• Exercise a: Pull out every line of the listing below that contains the word "ramp".

* * * * *

It’s also the first day in five without the depredations of Extreme Weather, including violent thunder and wind storms and ongoing tornado warnings.  Today is just pleasant and sunny and nice, and I don’t have to worry about the electricity going off any second.   I may even get a chicken cooked for dinner this evening without being on pins and needles that I’m about to lose the use of my oven. 

In other words, I’m actually fairly calm.

I therefore spent the morning with a huge cup of Stash Double Bergamot Earl Grey tea, a copy of Paul Johnson’s Modern Times: The World from the Twenties to the Nineties, and a lot of Elgar, including the Enigma Variations.

I have what I can only call a variable taste for Elgar.  The early work tends to a triumphalism that makes me uncomfortable.  A lot of the later work is so depressing it’s hard to listen to without drifting into thoughts of suicide. 

Johnson, however, is someone I can recommend without hesitation.  I discussed one of his books on this blog a couple of years ago–Intellectuals: From Marx and Tolstoy to Sartre and Chomsky–but most of what he writes is straightforward history, and that includes Modern Times. 

Johnson is interesting to me on a lot of levels, including being himself interested in the connection between the history of ideas and the history of events, but what I can never forget is that he’s made a life for himself as an historian outside the university. 

There’s a certain ongoing history of that in the UK that is not so evident here, especially lately.  It makes a difference, I think, to the way the history is understood and treated.

In Modern Times, Johnson traces the influences of four men–Marx, Freud, Darwin and Nietzsche–on the formation and eventual character of what we think of as, well, now.

What all this reading and calmness brought me back to was that long discussion about education back there, which stopped before the Enlightenment period. 

I always did mean to get back to that place, and I think I’m coming up on doing it in the next few days, but before that I want to ask a question:  why is it that all the periods of history that I truly admire are unstable?

In fact, it’s not just that those periods are unstable.  It’s that they seem to be inherently unstable.  It’s as if the aspects of them that make them congenial to me also make them incapable of lasting very long.

In a way, of course, this is less of a puzzle that it seems.  Western civilization is itself more unstable than many others. 

Every once in a while, when we have discussions about Natural Rights Theory (modern version),  someone here will chime in with “there are lots of civilizations which last for millennia without observing  individual rights!”

* * * * *

• Exercise b: Resume the post above about Paul Johnson and unstable periods of history, picking up right after its final sentence.

* * * * *

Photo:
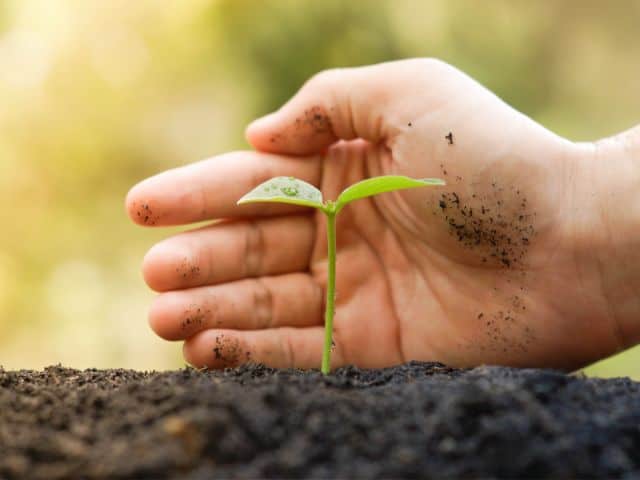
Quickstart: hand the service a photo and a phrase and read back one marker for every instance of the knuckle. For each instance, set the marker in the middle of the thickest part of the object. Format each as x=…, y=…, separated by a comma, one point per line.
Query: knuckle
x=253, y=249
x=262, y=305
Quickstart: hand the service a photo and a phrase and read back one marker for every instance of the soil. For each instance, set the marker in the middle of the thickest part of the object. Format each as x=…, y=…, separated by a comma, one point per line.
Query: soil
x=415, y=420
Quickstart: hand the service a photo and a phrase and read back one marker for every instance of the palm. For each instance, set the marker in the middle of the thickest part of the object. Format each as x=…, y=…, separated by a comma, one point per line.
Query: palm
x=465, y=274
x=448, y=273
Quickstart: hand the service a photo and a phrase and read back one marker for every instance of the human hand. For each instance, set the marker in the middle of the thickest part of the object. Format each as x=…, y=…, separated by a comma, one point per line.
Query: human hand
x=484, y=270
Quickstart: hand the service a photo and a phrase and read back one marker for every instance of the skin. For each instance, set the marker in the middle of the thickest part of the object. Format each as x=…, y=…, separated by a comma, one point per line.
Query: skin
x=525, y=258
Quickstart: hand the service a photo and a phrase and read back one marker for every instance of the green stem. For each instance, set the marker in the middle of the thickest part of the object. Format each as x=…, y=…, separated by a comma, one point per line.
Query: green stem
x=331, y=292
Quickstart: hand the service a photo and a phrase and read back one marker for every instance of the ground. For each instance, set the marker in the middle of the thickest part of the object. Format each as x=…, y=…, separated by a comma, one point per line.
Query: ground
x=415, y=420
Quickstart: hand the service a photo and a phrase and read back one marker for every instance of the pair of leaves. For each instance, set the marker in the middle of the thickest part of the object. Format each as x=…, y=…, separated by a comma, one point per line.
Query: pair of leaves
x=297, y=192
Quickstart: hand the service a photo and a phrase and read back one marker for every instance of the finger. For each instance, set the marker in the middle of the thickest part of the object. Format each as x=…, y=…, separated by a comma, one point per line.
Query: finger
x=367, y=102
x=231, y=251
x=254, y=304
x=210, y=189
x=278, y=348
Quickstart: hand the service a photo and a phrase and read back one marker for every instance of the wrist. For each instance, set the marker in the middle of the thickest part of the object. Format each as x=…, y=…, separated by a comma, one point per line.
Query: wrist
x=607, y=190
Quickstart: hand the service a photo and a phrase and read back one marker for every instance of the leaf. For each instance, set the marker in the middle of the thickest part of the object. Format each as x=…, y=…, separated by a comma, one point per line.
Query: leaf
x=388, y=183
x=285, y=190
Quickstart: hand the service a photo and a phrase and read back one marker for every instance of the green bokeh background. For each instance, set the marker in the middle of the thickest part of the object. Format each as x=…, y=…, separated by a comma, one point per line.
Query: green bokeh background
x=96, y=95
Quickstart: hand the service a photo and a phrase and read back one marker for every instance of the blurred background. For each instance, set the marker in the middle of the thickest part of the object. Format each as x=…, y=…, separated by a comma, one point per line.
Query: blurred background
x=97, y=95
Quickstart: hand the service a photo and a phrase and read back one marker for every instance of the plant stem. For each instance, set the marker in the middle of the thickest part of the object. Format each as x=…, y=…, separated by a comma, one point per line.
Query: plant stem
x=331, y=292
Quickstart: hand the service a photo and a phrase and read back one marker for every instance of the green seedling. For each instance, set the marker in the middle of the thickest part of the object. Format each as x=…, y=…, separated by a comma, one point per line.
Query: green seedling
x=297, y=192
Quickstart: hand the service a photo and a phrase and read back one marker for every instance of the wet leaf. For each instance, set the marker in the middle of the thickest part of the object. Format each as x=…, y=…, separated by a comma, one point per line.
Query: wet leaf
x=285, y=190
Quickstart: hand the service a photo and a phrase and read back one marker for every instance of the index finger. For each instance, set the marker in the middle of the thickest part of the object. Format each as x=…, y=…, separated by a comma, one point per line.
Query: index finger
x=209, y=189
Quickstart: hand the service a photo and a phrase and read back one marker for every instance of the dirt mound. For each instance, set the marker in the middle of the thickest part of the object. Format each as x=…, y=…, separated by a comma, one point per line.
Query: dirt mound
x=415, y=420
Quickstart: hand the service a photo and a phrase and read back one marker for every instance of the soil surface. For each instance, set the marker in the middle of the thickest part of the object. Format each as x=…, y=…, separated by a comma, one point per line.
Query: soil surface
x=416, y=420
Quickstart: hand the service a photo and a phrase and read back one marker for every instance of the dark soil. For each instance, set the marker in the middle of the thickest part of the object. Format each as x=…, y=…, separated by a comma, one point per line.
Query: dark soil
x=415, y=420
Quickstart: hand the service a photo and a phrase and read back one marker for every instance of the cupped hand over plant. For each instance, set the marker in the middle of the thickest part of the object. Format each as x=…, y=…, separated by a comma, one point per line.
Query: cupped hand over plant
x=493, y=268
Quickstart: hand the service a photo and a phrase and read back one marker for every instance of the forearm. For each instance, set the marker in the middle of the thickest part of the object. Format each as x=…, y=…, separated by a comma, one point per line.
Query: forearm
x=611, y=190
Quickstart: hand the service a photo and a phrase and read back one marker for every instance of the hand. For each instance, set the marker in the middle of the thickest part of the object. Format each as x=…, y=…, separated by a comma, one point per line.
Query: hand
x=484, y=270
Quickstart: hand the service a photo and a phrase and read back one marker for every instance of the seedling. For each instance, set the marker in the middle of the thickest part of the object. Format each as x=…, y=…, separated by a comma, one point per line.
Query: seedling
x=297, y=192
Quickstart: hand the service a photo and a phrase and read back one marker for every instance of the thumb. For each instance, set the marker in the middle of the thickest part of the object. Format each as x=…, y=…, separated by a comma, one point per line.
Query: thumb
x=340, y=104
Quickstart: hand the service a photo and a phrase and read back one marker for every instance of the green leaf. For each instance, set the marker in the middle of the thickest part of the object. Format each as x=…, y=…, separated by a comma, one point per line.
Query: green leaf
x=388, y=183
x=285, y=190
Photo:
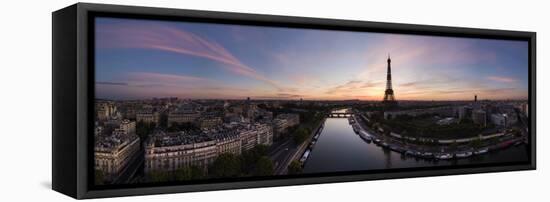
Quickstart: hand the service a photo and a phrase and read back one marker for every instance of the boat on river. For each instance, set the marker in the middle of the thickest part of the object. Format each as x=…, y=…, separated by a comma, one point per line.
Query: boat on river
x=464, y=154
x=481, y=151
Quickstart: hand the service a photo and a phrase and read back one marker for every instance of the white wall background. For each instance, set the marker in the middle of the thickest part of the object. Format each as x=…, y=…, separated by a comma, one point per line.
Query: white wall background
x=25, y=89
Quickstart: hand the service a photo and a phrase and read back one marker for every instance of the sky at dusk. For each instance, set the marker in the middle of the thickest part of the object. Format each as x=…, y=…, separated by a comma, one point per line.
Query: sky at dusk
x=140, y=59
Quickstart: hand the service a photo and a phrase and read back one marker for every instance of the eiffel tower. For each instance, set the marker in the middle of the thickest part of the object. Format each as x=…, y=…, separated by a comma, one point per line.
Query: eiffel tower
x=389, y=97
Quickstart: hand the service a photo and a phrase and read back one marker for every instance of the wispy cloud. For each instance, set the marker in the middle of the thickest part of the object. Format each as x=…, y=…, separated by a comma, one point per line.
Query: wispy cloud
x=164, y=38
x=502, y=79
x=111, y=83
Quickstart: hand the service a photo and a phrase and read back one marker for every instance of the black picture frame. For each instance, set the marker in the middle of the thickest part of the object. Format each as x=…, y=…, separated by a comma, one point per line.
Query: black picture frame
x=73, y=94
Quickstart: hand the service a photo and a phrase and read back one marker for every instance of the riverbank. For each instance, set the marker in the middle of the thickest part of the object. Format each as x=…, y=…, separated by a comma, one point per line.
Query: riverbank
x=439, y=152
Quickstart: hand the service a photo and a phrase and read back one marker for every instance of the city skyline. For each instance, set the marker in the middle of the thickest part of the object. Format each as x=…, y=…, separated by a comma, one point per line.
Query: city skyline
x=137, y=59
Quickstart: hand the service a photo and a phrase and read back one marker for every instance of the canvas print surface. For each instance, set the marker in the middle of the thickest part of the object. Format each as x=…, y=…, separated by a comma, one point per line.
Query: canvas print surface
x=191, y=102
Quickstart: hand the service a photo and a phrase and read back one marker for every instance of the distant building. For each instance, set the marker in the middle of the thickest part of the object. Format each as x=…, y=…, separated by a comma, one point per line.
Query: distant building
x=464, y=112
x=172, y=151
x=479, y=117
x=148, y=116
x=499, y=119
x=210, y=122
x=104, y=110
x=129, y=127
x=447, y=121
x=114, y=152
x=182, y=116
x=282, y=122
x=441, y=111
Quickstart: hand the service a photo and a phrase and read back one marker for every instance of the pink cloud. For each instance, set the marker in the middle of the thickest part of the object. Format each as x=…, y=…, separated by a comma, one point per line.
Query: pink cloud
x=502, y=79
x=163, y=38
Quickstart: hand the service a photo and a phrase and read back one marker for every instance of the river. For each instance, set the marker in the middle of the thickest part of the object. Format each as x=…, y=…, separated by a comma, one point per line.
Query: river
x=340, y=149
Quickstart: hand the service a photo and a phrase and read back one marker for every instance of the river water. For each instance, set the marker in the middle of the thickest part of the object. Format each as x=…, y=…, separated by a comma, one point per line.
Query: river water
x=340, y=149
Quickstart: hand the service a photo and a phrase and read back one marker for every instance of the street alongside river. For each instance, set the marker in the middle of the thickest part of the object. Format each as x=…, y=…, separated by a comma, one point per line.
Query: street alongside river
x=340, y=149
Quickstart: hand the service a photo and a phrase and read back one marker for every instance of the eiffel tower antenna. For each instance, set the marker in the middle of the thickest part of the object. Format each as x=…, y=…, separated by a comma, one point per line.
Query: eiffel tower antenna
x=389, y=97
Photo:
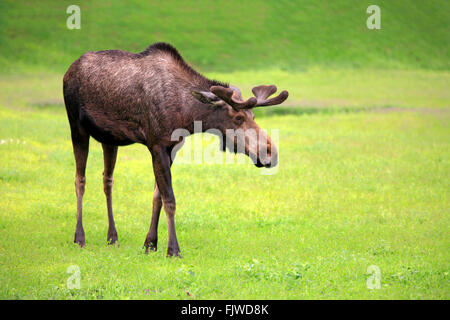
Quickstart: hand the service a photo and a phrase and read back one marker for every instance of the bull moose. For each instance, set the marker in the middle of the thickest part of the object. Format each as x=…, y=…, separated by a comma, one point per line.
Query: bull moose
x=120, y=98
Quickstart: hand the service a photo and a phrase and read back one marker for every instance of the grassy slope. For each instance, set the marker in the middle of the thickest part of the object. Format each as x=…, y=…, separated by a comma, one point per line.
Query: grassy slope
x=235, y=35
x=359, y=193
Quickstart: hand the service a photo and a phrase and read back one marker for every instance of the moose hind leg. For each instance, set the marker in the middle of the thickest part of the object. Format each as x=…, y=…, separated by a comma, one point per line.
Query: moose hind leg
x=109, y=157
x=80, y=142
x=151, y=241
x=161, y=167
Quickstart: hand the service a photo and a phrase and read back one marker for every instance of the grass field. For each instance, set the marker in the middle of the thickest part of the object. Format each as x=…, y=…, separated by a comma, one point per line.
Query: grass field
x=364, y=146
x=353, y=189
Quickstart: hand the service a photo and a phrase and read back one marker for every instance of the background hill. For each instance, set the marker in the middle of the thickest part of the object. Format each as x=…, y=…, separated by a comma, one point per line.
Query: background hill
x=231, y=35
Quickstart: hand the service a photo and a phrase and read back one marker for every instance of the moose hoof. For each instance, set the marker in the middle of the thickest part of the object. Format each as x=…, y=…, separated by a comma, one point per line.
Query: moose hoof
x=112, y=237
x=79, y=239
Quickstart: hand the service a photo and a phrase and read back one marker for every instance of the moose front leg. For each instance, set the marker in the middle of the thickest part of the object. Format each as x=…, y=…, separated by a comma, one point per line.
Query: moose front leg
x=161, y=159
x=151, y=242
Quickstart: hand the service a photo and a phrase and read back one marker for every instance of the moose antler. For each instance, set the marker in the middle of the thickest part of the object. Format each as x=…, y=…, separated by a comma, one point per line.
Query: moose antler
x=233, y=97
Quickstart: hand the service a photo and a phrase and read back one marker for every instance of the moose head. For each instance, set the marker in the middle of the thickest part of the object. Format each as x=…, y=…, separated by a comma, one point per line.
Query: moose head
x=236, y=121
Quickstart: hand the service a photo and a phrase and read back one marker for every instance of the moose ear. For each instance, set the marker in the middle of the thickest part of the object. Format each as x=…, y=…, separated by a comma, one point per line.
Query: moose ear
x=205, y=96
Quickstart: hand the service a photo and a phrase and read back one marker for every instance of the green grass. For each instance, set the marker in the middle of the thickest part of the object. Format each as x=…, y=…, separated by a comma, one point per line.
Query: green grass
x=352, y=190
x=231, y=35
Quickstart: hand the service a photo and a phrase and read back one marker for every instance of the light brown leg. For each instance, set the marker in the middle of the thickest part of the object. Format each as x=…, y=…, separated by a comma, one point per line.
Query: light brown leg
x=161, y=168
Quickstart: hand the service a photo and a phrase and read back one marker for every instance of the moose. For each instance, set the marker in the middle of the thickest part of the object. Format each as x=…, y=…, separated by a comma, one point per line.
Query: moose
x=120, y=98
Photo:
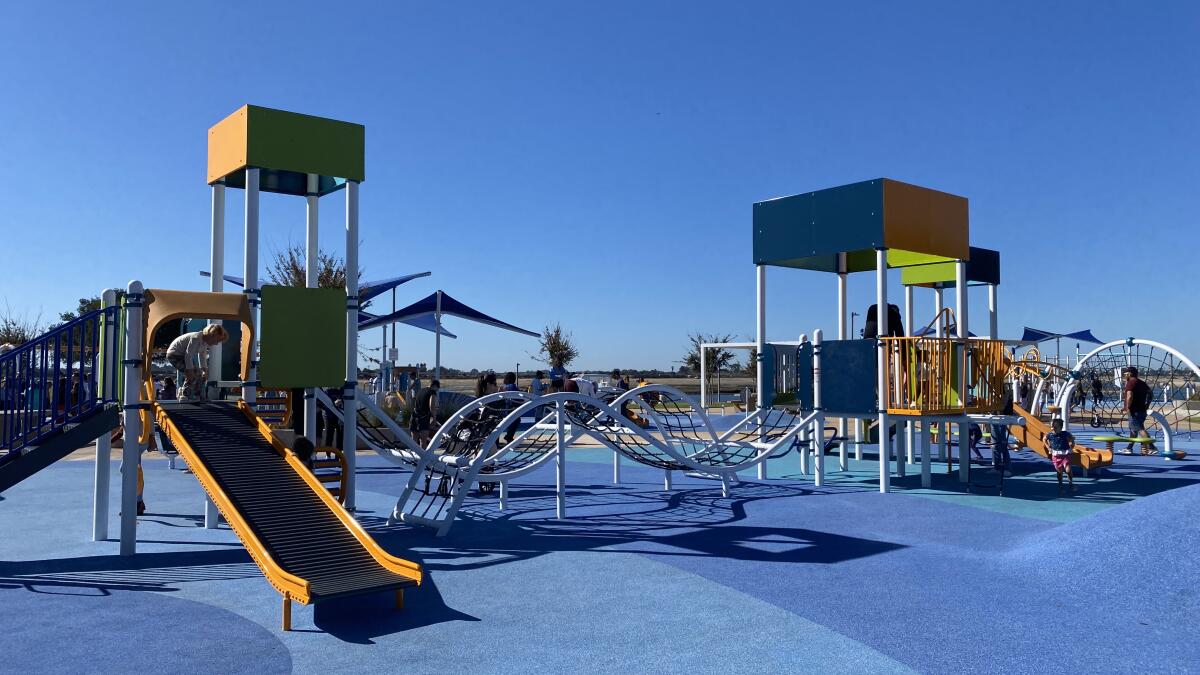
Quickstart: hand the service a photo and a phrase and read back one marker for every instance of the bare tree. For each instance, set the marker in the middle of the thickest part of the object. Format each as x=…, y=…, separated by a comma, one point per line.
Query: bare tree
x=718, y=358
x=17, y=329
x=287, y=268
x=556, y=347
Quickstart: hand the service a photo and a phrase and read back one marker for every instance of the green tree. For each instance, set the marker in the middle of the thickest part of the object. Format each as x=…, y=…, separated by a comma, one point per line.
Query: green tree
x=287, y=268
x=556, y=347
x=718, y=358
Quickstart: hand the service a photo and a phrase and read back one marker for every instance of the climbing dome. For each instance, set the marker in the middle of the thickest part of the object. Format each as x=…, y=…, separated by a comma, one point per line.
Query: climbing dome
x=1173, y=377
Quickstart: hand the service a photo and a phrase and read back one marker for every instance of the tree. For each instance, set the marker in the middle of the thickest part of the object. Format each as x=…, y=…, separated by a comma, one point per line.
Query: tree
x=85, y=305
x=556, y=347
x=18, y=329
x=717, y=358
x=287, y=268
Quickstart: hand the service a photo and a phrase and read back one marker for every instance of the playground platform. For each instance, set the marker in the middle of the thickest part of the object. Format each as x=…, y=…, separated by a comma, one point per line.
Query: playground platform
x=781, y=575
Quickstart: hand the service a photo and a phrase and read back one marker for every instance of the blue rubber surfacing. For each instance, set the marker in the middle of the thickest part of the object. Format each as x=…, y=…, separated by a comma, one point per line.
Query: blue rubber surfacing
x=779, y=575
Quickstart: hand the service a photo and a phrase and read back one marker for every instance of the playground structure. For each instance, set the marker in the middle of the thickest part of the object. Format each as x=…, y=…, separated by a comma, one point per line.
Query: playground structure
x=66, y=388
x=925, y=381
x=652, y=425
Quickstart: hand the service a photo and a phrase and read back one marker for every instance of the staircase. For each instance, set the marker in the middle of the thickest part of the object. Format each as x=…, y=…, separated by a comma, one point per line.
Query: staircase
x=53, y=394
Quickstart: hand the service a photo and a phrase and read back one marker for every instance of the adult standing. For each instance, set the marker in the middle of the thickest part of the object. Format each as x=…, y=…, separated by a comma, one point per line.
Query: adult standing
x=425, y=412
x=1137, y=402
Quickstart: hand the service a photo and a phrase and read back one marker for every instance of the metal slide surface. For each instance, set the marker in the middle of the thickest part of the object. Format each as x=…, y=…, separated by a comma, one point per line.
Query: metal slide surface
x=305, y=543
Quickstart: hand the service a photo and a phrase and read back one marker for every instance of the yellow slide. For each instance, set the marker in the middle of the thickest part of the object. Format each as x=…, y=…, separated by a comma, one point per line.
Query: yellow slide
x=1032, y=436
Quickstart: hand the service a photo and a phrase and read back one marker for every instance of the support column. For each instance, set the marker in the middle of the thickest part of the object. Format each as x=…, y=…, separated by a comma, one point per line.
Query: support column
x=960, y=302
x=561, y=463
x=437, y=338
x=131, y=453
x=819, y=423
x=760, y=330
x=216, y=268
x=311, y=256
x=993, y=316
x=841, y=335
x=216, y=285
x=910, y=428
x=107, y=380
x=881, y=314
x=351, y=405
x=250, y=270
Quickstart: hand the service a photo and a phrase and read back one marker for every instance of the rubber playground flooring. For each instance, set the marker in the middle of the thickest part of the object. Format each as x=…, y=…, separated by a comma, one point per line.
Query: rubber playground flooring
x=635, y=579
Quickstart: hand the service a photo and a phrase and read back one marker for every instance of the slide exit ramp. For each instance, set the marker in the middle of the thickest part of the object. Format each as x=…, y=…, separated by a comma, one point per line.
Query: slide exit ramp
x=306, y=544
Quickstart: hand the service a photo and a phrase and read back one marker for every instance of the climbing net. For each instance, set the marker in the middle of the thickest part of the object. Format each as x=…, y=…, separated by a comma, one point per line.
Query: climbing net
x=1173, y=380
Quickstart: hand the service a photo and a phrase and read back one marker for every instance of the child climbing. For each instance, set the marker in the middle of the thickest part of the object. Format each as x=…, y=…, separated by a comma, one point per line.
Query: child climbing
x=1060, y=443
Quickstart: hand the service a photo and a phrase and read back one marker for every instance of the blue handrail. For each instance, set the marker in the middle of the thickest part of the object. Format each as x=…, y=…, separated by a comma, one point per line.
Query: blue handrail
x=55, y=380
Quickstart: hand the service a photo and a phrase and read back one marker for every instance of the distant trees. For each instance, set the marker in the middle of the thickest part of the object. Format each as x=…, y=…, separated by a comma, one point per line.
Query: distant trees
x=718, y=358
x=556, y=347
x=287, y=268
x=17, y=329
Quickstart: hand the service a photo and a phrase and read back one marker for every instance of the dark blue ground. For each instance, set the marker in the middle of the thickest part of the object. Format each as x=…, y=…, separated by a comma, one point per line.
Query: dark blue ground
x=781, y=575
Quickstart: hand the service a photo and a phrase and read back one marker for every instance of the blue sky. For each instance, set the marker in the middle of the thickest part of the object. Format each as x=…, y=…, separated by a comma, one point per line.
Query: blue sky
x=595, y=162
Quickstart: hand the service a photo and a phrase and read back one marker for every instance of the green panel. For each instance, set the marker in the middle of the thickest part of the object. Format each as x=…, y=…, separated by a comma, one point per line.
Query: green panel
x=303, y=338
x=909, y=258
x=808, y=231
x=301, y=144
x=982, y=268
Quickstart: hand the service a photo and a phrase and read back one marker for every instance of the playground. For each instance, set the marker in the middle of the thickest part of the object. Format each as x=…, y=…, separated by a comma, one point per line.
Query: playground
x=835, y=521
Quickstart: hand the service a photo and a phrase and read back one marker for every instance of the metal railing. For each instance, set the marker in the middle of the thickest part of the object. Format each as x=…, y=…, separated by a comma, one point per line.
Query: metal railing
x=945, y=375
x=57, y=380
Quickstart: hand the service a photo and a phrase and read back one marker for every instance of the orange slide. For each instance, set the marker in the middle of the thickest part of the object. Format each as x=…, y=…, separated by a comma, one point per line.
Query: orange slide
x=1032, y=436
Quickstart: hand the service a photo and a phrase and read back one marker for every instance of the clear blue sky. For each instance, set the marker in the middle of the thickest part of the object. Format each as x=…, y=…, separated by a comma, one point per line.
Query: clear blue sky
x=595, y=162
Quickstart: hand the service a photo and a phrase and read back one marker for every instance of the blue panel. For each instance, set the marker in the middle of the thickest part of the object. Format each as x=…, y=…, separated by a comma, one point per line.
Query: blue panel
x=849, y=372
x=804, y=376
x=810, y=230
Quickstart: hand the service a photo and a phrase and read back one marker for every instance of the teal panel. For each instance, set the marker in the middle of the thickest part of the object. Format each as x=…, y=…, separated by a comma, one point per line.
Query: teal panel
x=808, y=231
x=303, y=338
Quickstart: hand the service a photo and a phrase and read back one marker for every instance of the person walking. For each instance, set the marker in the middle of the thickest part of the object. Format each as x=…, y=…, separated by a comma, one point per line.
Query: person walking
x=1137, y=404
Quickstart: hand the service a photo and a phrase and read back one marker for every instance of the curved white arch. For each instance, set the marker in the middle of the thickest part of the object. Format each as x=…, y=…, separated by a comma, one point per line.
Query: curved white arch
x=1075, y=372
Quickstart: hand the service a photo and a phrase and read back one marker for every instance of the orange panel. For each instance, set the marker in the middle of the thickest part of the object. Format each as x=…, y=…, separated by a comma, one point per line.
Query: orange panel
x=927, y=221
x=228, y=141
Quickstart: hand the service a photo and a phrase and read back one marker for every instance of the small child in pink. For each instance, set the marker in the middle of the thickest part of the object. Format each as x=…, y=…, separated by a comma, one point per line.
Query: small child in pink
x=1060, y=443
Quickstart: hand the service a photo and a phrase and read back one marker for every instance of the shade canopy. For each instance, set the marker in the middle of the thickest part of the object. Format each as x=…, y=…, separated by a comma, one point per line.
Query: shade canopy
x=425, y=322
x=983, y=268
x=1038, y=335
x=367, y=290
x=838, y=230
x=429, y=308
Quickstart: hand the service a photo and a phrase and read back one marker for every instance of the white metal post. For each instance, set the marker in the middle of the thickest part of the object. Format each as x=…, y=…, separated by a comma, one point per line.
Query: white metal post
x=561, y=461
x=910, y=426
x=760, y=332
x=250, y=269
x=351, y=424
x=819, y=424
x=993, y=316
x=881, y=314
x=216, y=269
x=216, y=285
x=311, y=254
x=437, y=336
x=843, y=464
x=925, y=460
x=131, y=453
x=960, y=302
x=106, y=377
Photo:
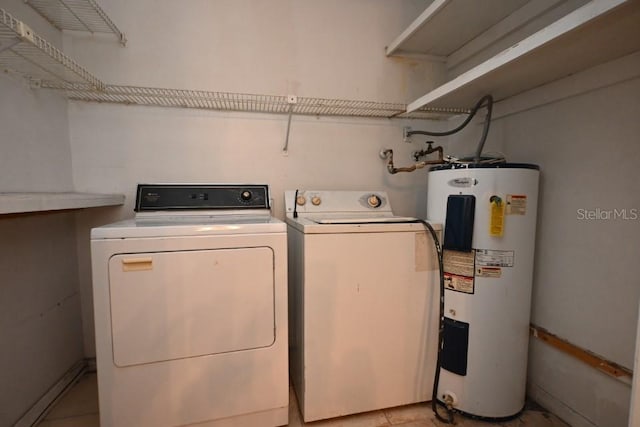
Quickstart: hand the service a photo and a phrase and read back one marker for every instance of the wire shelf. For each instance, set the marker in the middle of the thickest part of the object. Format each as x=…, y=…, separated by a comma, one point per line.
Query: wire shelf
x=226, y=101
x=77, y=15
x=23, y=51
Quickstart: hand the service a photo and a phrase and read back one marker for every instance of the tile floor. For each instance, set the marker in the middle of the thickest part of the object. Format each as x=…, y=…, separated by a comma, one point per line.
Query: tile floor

* * * * *

• Expected output a:
Quickstart: hand the service a photo and a phrase and read back one marker for every instance of the slide exit ramp. For each instance, set the marker in the middle of the thickest part of the object. Format each as x=…, y=…, separated by a comma, one point per line.
Query: slide exit ramp

• Expected output b:
And, of course, there are.  But there is no phase of Western civilization that lasts more than a few centuries.  The Classical world gave way to the Dark Ages which gave way to the Medieval which gave way to the Renaissance which gave way to the Enlightenment which gave way to whatever it is we have now. 

And although there definitely were continuities between them, each phase was and is distinctly its own,

This is, I think, our legacy from the Greeks, a group of people who could never take yes for an answer–and if you think they’ve changed, you should pay more attention to the news from Europe.

“The unexamined life is not worth living,” Socrates is supposed to have said, and we’ve been obsessively analyzing ourself, our neighbors, our institutions, and the very claim that existence is a fact ever since.

It’s the kind of thing that makes me think Aristophanes may have had a point.

(If you’re new here and you don’t get that reference, I suggest you get hold of Aristophanes’s play The Clouds and give it a shot.  You’d be amazed at how much nothing has changed in 3000 years.)

At any rate, the kinds of civilizations I admire seem to require lots of thinking and questioning and pushing and pulling, and because they require those things, they are unstable.

The bigger question here is why these periods always seem to collapse into awfulness of one kind or the other.

That’s not to say that they lead to nothing but awfulness.  They don’t. Without the Dark Ages, there could have been no Middle Ages and no Renaissance.  Without the mess in the wake of the Reformation, there could have been no   Victorian era as we know it.  Without the squalid and murderous Twenties-to-Thirties, there could have been no Forties-to-Fifties.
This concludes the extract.